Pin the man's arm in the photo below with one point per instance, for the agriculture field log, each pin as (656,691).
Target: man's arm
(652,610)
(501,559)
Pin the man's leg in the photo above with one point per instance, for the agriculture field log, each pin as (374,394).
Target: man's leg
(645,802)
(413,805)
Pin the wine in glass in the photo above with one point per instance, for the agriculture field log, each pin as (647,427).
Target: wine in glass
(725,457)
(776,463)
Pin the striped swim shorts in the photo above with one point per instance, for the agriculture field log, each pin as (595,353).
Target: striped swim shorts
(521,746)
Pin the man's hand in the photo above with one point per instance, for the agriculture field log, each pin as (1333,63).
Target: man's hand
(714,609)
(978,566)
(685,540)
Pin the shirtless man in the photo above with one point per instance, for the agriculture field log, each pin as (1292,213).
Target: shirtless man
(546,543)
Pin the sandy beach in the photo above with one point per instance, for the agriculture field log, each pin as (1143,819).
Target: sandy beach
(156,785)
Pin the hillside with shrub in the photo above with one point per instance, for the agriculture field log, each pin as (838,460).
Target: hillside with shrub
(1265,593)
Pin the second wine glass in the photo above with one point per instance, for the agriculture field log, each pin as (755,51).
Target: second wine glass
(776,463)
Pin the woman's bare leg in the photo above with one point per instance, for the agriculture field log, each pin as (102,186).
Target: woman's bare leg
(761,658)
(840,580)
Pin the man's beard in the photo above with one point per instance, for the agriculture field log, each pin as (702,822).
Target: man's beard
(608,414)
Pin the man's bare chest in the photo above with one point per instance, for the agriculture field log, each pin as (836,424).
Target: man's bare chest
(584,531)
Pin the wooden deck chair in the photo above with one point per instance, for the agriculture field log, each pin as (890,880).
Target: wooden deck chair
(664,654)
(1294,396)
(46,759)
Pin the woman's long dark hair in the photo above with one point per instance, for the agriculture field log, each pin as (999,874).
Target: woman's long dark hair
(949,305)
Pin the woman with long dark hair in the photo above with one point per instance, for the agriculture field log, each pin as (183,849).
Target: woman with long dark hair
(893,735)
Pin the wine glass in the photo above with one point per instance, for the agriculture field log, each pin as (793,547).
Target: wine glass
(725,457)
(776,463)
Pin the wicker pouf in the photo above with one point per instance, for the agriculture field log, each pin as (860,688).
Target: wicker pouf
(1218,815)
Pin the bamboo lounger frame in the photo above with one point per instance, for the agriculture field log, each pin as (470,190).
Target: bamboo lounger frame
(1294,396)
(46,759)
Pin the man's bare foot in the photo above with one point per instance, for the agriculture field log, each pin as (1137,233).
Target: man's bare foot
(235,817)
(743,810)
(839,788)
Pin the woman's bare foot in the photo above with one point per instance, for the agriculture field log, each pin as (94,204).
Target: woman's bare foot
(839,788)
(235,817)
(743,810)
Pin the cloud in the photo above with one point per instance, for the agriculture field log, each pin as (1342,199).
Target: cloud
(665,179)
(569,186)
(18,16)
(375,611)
-- -- --
Given instruction>
Copy out the lines of the listing above, starting with the line that contains "Pin the cloud" and going on through the last line of the listing. Keep every line unchanged.

Full solution>
Pin the cloud in the photo above with one point per instance, for the agriculture field log, each pin as (1342,199).
Target: cloud
(665,179)
(569,186)
(18,16)
(375,611)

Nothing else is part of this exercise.